DATA TO PROCESS:

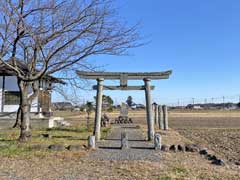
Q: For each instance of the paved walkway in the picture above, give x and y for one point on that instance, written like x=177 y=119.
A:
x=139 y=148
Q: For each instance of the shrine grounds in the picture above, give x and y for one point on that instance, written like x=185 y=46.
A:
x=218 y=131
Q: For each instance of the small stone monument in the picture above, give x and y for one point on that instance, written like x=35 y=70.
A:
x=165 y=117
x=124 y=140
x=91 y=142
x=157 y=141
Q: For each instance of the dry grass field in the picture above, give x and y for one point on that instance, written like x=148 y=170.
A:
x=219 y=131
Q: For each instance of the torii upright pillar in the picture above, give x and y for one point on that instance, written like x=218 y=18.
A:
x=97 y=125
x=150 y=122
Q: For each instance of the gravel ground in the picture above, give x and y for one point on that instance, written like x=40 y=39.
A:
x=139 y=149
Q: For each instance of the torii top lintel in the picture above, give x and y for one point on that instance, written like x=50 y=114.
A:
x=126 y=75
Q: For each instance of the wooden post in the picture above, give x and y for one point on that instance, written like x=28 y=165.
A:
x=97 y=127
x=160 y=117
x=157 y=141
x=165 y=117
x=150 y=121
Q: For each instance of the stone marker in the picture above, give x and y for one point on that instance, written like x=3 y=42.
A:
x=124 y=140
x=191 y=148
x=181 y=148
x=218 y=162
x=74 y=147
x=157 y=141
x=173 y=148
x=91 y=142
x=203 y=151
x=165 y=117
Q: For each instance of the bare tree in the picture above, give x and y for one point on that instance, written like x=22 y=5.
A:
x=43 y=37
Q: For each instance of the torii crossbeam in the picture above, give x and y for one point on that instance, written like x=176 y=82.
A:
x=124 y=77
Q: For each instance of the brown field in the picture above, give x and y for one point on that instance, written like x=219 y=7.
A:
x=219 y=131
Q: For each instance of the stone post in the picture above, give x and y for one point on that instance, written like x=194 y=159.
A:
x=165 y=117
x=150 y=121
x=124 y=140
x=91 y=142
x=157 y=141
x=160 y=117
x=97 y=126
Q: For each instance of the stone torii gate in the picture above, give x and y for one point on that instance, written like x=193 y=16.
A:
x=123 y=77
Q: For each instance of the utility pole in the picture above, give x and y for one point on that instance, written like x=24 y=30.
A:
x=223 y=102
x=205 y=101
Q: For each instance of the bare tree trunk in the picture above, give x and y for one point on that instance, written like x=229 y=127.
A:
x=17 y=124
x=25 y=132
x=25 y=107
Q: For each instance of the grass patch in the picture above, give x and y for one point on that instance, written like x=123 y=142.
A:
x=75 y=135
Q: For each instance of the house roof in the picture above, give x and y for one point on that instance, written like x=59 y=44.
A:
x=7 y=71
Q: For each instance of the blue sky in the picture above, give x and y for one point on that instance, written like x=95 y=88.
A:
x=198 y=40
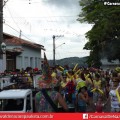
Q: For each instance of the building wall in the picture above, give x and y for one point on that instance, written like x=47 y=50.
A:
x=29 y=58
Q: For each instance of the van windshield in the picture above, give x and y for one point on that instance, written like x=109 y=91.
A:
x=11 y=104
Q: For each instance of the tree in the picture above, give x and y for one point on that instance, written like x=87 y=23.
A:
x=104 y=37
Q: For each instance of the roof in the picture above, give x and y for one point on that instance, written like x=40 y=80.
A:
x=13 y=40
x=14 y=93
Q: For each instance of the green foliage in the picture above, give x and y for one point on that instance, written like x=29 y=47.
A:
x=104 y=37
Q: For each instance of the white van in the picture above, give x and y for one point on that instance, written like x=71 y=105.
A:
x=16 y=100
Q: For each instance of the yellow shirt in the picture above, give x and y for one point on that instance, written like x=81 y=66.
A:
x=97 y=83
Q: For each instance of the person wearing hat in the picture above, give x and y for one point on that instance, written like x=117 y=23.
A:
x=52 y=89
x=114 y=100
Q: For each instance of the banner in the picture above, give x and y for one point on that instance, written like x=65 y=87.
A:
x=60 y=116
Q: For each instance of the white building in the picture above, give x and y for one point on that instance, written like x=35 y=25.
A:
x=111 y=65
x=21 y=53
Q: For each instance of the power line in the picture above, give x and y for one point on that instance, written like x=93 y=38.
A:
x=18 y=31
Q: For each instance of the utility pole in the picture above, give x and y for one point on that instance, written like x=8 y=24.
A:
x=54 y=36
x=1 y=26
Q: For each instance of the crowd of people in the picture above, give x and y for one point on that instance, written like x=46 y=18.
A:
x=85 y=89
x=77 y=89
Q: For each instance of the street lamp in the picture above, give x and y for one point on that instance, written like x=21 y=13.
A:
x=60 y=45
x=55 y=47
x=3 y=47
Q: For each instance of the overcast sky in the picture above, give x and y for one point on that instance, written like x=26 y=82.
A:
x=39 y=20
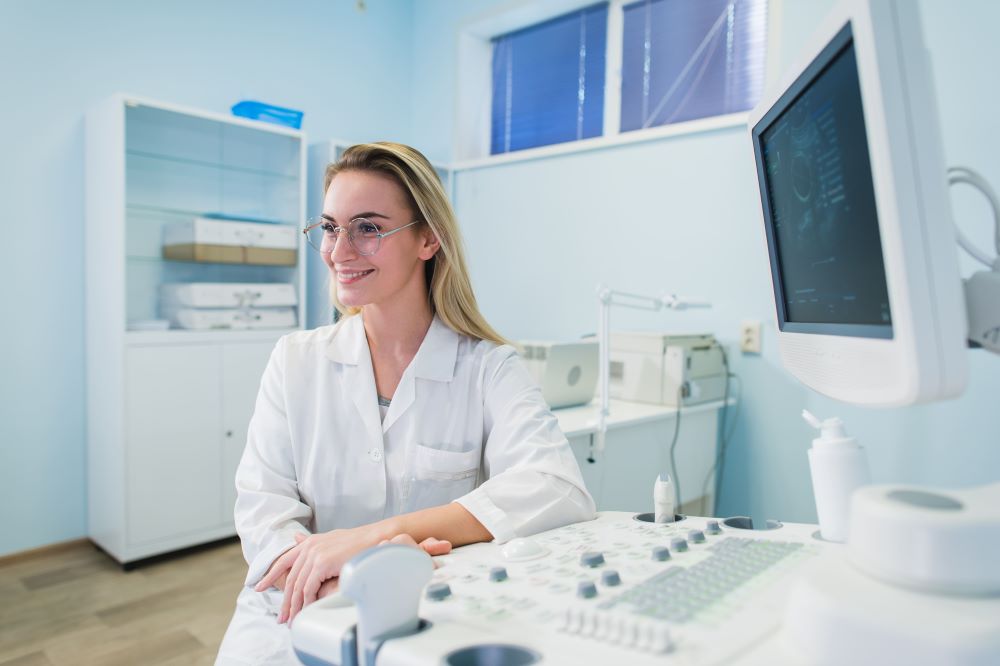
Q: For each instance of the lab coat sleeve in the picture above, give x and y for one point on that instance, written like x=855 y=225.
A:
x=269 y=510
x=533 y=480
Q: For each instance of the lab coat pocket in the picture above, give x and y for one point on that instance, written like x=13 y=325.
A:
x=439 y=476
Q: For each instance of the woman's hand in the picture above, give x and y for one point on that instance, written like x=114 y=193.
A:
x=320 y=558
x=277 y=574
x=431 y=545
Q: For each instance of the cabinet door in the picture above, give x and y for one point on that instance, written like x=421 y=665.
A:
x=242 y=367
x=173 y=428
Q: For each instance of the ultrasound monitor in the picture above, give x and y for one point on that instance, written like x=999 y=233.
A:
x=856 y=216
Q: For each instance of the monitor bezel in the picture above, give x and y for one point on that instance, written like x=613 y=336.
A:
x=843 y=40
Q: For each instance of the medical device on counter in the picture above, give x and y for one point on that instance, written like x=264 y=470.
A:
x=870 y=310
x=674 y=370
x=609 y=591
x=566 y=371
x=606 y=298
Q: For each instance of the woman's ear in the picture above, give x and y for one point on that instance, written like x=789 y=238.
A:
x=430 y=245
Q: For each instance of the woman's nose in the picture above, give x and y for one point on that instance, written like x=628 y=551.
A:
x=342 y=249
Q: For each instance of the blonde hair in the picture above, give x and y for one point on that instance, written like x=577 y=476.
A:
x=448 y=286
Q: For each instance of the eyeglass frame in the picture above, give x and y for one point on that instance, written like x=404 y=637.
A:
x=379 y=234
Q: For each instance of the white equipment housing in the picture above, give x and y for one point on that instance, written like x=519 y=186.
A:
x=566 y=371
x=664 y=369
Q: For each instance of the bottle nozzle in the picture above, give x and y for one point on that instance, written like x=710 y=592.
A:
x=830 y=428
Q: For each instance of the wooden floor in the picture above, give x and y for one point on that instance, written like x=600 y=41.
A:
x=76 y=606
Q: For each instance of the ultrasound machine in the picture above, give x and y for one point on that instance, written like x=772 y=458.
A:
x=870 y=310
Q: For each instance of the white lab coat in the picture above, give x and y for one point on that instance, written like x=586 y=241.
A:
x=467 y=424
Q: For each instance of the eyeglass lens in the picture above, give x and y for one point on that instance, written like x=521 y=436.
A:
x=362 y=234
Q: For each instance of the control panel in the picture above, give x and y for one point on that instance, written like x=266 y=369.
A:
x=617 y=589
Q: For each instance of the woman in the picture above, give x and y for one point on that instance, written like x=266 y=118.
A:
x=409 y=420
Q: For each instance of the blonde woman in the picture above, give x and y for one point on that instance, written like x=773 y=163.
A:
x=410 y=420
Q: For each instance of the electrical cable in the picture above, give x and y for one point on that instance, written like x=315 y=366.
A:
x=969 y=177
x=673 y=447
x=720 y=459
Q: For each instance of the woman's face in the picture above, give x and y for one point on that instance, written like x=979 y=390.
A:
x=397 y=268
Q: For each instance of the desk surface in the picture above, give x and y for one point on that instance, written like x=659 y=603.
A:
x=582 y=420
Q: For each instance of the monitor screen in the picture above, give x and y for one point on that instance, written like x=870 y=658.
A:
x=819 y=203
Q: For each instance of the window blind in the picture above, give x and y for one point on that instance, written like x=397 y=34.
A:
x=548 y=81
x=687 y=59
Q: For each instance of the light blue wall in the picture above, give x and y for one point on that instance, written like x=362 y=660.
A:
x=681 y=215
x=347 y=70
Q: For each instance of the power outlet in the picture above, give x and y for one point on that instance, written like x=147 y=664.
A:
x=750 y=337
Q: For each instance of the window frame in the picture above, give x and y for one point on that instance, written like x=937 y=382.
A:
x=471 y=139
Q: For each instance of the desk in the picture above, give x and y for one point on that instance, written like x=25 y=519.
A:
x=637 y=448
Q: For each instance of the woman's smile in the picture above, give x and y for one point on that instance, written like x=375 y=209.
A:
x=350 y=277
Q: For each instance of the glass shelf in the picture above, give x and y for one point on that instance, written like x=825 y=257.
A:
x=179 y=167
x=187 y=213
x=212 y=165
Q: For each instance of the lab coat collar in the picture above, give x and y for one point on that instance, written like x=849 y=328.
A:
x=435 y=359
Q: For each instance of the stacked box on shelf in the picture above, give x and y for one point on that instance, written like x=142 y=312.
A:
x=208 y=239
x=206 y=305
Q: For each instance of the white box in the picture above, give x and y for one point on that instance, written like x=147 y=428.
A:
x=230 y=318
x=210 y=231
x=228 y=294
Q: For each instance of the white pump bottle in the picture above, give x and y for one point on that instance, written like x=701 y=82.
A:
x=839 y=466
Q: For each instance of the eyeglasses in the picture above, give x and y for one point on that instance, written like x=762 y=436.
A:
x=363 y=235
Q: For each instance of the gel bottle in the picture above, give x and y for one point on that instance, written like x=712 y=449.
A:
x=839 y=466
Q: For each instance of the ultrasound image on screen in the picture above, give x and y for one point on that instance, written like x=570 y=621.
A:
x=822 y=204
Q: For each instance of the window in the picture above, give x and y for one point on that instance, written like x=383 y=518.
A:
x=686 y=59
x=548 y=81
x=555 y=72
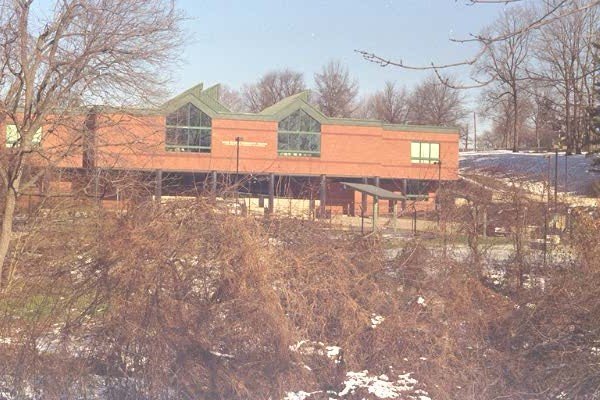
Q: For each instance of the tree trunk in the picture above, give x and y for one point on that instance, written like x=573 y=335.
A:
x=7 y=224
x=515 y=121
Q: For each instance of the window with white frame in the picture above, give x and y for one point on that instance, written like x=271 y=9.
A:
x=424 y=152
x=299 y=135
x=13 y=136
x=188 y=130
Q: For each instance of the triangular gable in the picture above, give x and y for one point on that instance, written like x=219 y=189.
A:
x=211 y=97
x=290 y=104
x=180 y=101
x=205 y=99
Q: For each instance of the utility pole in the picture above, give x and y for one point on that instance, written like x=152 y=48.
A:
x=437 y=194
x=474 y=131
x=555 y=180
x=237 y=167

EXERCISE PROMPT: Reproduce the records above word for word, starting at their very beginning and ending with the line that contains "x=218 y=131", with that line included. Leave out the pictures.

OUTPUT OF THE TASK:
Q: For each instance of the paved walkway in the picture above, give x and y for one point on that instance, written like x=177 y=119.
A:
x=139 y=148
Q: For each instance of the shrine grounds in the picture above, give x and y for one point on that instance, written like x=185 y=46.
A:
x=218 y=131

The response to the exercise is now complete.